I usually only use timeouts for a recur break or within an alts! clause

jr22:09:29

so either recur on this go-loop after N seconds or take the result of an async operation before N seconds or bail

idiomancy22:09:57

never used alts before

idiomancy22:09:21

so its like a load balancer?

jr22:09:08

it’s just a way to force an async operation to bail after a timeout has exceeded. I’m not sure what you mean like a load balancer

idiomancy22:09:45

im trying to figure out what alts does in general in order to figure out how you used it to implement a "bail after n milliseconds" situation

idiomancy22:09:03

if you want to just share with me some psuedocode on how you did that, i could also study it that way

idiomancy22:09:34

i just have never seen or used alts before, so im trying to catch up, lol

jr22:09:57

(let [[ch result] (alts! [channel-receiving-async-io (timeout 2000)])
  (do-something-with result))

jr22:09:14

that ensures that channel-receiving-async-io does not exceed timeout and if it does then will contiue computing

idiomancy22:09:59

because the value "nil" will be put on the returned channel of timeout

jr22:09:16

yeah and you can compare the returned ch with the timeout return value if you want

idiomancy22:09:23

and that will be the first to trigger the alt statement

idiomancy22:09:26

thats really cool

jr22:09:33

yeah exactly

idiomancy22:09:47

so alts is a race between channels to see who produces the first value

bfabry22:09:00

ya, that's why you don't need to check if it's closed?, in any place you're using it you're using blocking waiting for either it or something else

jr22:09:03

timeouts are a good way to not saturate a go routine and prevent it from context switching

idiomancy22:09:17

thats very cool

idiomancy22:09:08

thanks a bunch. thats excellent. Yeah, with the addition of alts to my repertoire, I can definitely see how polling status is not the best plan

jr22:09:57

Think of it more as a pipeline and when you try operating on a closed channel then nothing will be produced

jr22:09:43

channels are meant to be composed so when the pipeline stops, then processing will stop

jr22:09:53

without having to worry about the state of a particular channel

idiomancy22:09:05

yeah, thats how I sort of think about it, but then I saw another person in this thread https://groups.google.com/forum/#!topic/clojure/_KzEoq0XcHQ suggesting that operating on a closed channel was a programming error. which seemed incompatible with the idea that the producer is in charge of closing the channel

idiomancy22:09:12

and I got all confused

idiomancy22:09:21

and thought I'd come ask you guys

idiomancy22:09:13

ehh, actually, I see what he meant now, though

jr22:09:36

most core.async functions will “magically” stop producing when a channel is closed

jr22:09:50

so if you stick to the core functions and compose them then you will not receive a nil value from the channel

jr22:09:55

the consumer will just park until something is produced

idiomancy22:09:12

but isnt that what "alts" is depending on?

idiomancy22:09:24

the timeout function actually returning a value?

# Data entries:
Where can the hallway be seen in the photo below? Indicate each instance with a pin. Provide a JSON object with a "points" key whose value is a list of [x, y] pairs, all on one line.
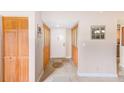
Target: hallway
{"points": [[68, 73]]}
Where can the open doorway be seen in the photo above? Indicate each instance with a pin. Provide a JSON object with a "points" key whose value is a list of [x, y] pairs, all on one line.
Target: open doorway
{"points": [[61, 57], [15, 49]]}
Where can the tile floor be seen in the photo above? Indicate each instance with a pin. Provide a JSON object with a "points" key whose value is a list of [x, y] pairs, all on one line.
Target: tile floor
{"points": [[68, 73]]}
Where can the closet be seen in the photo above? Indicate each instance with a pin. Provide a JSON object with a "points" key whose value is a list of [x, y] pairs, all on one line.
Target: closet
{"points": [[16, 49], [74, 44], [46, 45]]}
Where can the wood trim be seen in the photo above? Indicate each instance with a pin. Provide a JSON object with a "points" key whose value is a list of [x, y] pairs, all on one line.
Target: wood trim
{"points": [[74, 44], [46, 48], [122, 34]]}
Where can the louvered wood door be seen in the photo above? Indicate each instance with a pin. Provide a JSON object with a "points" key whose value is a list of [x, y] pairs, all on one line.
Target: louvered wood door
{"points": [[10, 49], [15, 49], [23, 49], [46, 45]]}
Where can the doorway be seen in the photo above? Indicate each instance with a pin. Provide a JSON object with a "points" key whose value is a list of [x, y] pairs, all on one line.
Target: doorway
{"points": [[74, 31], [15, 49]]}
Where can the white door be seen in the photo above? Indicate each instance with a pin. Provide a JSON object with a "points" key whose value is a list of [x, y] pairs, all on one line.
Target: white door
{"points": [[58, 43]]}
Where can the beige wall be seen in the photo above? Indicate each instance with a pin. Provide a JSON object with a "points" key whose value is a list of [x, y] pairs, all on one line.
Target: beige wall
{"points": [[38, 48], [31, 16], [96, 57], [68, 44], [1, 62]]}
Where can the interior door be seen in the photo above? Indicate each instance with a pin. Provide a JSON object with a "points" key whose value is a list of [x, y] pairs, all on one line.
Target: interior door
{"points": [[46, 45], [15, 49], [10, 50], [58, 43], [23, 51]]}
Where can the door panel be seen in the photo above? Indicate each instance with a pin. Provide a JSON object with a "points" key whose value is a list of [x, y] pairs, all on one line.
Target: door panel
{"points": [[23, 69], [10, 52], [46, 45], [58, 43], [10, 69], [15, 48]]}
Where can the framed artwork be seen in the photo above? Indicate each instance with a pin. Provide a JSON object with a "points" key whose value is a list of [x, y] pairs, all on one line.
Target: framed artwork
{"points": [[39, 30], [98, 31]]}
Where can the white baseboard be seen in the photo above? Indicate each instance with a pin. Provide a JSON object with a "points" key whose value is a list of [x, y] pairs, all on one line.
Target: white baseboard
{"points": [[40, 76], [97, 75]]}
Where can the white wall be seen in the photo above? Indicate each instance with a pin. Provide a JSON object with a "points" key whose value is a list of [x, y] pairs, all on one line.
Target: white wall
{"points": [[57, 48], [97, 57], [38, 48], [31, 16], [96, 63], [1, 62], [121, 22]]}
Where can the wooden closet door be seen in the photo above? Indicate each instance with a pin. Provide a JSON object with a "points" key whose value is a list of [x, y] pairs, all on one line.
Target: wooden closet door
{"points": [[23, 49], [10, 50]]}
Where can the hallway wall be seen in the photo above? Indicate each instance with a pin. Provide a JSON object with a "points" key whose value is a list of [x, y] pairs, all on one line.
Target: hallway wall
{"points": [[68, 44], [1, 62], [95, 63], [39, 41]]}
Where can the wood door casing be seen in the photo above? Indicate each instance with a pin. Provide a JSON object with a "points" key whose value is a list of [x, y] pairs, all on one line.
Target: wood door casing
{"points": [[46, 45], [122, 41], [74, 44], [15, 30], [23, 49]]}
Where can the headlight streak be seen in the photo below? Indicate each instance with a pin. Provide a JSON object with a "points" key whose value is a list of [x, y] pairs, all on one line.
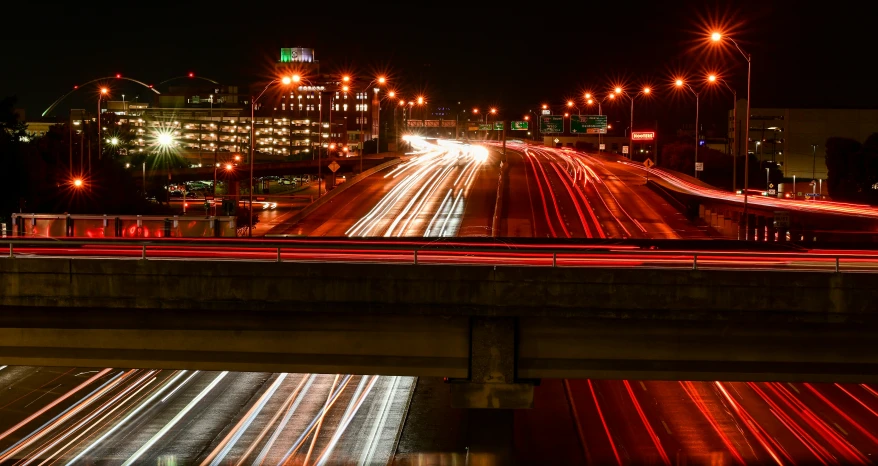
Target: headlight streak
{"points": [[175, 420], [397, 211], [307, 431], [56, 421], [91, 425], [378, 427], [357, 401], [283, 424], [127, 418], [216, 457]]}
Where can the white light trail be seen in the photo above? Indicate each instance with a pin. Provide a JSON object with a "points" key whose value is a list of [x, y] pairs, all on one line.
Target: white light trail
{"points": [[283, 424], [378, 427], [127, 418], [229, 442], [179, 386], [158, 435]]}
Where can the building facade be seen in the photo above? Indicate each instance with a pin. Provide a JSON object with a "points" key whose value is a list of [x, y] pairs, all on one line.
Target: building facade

# Directions:
Could you carry on the chat about core.async timeouts and alts past its last message? The rows are separate material and have nothing to do with the chat about core.async.

# The answer:
jr22:09:32

if you need to write a custom producer then watching for nil is an essential part of it

jr22:09:40

usually you won’t need to write a producer

jr22:09:07

I don’t look at the return value of alts! just the channel that was actually taken from

jr22:09:28

(in the case of timeout)

idiomancy22:09:04

interesting. ill toy around with it a bit to try to flesh out that philosophy in my head a bit more

jr22:09:20

examples are definitely easier to wrap your head around

idiomancy22:09:30

thanks for the help. Its super awesome of you to lend a hand. You too, @bfabry !

jr22:09:53

but generally if you’re sniffing for a nil coming through a channel (or want to know if it is closed) then you are using the wrong core.async functions

idiomancy22:09:13

makes sense. good to have that code smell handy

bcbradley22:09:21

hey guys i made a little function i kind of proud of

idiomancy22:09:44

lets see it!

bcbradley22:09:48

how do i upload code?

idiomancy22:09:01

begin and end your code block with `

jr22:09:01

github gist

jr22:09:15

depends on how long it is

idiomancy22:09:58

very cool! I like this a lot

idiomancy22:09:04

I will actually probably use this in some work I'm doing with directed graphs, actually, if you dont mind, @bcbradley

bcbradley22:09:16

sure go ahead

bcbradley22:09:30

i'm eventually gonna build a library out of this and a few other things i've got cooking

bcbradley22:09:46

i'm using it to order functions that depend on eachother

idiomancy22:09:03

yeah, thats what i'd be using it for too

bcbradley22:09:14

then taking those in the sets (those that don't depend on eachother at that stage in the pipeline) and exeucting them concurrently

bcbradley22:09:25

try it with this if you wanna see it in action: (organizer {1 #{2} 2 #{4 3}} [1 2 3 4])

idiomancy22:09:52

ahh, yes interesting. My use is actually in reactive programming. so, when a value changes, all values that depend on it are updated

bcbradley22:09:05

hey thats pretty cool

bcbradley22:09:09

let me know how it goes

idiomancy23:09:23

so @jr going back to the earlier stuff, how would i express the following idea: do this forever until in-chan closes: (>! out-chan (<! in-chan))

idiomancy23:09:42

heres what is going on here. I get stuff from socket a, and i put it into socket b until socket b gives me a response, then i take that response and put it in socket a

idiomancy23:09:03

bail on the above after a certain period

idiomancy23:09:40

so, its like

"connect returns two channels for input and output"
(let [[a-in a-out] (connect "a-host" "a-port")
      [b-in b-out] (connect "b-host" "b-port")]
  (go (>! a-out (alts! (timeout 1000) b-out (go-forever (>! b-in (<! a-in)))))))

idiomancy23:09:14

the imperitive description is "if we get a response from b, put that on a. if we timeout, put that on a. otherwise, keep putting stuff that shows up on a into b"

idiomancy23:09:16

but i think in the above scenario, doesnt this make that go-block run forever, even after the alt has completed? unless I tell the go-forever block to poll whether or not the a-in channel is closed?

idiomancy23:09:18

or maybe i just test the returned value of the <! operation, because that operation returns nil if the channel is closed?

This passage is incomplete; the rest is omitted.